[[ Source extract, beginning ]]

Bernie Ecclestone criticised for claiming ‘Michael Schumacher’s problem is he had no limits’

Ecclestone was referring to the collision with Jacques Villeneuve in 1997 but he has been criticised by Schumacher's former manager who claimed it is unfair to make such comments when the seven-time world champion cannot defend himself

Jack de Menezes
Friday 12 April 2019 11:55
Comments
Michael Schumacher in numbers

Bernie Ecclestone has been criticised for making “stupid” comments about Michael Schumacher after claiming that the seven-time Formula One world champion’s “problem was that he had no limits.”

Schumacher has not been seen publicly since suffering a serious head injury while skiing in December 2013, with the ex-racing driver being treated in a clinic that was built into his family home in 2014. Updates on Schumacher’s condition have been rare over the last five years as the Schumacher family elected to keep his health status private.

Ahead of this weekend’s Chinese Grand Prix, which is being celebrated as the 1,000th Formula One Grand Prix, plenty of questions have surrounded the drivers who changed the sport over it’s 70-year history - in particularly Schumacher who remains the most successful driver with 91 race wins and seven drivers’ championships.

Ex-F1 supremo Ecclestone was asked about Schumacher ahead of the milestone race, but his comments have attracted criticism after he questioned his on-track antics.

“The scandals brought a lot of publicity, but not the right kind,” Ecclestone told German newspaper Bild. “It was good for F1, but not so good for him. That’s what I meant by him not knowing the limits.”

It’s believed that Ecclestone was making particular reference to the collision with Jacques Villenueve at Jerez in 1997 that resulted in the German being disqualified from the entire drivers’ championship, but it has been met with a stern response from Schumacher’s former manager Willi Weber, who expressed his disappointment that Ecclestone would make such comments when Schumacher is unable to defend himself.

“As a racing driver, you have to go to and sometimes beyond the limit,” Weber said. “Nobody knew this better than Michael. Bernie knows it too.

"The fact is that Villeneuve actually invited him to drive into him. "I told Michael 'if you do it, do it right, just as Prost and Senna did a dozen times', but he did it half-heartedly, because as a German he knew it was s***.

[[ Source extract, end ]]
[[ Data extract, beginning ]]

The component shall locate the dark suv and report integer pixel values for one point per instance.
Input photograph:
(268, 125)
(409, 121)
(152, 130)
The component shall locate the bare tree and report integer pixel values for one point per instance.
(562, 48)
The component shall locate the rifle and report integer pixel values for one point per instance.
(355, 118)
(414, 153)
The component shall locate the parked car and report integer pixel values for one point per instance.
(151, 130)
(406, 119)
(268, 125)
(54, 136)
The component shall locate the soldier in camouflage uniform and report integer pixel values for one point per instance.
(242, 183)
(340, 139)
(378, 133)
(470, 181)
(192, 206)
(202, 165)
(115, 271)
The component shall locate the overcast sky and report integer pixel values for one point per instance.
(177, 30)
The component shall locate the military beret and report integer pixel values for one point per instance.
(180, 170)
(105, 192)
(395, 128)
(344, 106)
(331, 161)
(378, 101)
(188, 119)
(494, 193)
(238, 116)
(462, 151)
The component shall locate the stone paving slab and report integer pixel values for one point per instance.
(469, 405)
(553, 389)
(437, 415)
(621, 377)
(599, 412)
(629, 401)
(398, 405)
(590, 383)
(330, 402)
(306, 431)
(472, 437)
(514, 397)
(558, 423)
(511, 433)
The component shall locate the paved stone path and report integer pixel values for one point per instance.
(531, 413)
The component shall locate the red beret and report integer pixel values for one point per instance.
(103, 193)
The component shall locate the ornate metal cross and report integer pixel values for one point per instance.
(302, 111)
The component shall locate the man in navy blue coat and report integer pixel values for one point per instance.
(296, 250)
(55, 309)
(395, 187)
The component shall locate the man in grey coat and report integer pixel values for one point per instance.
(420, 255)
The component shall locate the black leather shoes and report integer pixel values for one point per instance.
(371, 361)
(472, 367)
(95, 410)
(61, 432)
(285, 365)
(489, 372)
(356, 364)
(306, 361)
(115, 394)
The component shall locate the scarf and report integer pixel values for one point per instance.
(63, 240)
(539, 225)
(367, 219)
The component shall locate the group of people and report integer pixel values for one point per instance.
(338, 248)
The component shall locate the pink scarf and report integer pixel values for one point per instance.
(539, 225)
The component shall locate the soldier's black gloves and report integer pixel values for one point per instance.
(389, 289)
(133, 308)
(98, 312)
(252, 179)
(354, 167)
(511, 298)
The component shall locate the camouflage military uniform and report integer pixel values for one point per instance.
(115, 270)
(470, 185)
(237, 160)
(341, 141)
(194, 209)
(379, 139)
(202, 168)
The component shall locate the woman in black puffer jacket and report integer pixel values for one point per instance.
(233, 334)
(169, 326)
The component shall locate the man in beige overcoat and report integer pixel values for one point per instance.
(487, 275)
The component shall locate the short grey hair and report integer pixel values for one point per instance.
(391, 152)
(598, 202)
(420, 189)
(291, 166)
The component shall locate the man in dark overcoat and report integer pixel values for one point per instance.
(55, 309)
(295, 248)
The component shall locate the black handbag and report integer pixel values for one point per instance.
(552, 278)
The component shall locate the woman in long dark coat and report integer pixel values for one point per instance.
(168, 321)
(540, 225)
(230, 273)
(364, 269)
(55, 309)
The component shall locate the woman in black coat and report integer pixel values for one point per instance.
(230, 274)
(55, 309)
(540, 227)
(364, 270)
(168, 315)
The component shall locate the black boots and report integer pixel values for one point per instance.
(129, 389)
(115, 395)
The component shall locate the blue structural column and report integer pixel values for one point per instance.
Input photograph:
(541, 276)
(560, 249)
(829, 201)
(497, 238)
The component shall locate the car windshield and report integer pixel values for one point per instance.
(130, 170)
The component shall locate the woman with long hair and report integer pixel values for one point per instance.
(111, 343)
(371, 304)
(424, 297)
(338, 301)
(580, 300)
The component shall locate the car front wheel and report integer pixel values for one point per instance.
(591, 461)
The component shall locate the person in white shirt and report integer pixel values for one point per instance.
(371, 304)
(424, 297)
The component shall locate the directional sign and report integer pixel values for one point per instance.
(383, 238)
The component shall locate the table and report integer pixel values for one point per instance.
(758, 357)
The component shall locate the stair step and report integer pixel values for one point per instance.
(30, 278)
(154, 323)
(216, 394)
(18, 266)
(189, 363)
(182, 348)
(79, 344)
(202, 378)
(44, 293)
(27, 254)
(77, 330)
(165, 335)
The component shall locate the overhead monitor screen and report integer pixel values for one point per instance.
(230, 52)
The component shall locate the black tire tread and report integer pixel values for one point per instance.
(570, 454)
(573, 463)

[[ Data extract, end ]]

● Exercise:
Can you continue the article on Bernie Ecclestone's remarks about Michael Schumacher, picking up after its final paragraph?

● Exercise response:
"Michael put F1 in a place it had never been before and may never be in again. Yet now he (Ecclestone) talks like that about Schumi who cannot speak for himself."

Bernie Ecclestone has been criticised for making comments about Michael Schumacher

Ecclestone also offered his thoughts on this year’s championship and, in particular, the ongoing rivalry between Sebastian Vettel and Lewis Hamilton. Ecclestone was at the helm when both future world champions came into the sport and has watched their battles over the years blossom into one that rivals the best the sport has seen.

But in recent years Hamilton has held the upper edge on Vettel, which reached a new head at the Bahrain Grand Prix two weeks ago when Vettel lost control of his Ferrari will attempting to prevent Hamilton from passing him for second place.

Ecclestone was making reference to Schumacher's tactics against Jacques Villeneuve in 1997

“Formula One needs a Sebastian who wins,” added Ecclestone. “People underestimate him. He will find a way out of the low he’s in. I’ve thought a lot about it, because I really like Sebastian and he is my friend.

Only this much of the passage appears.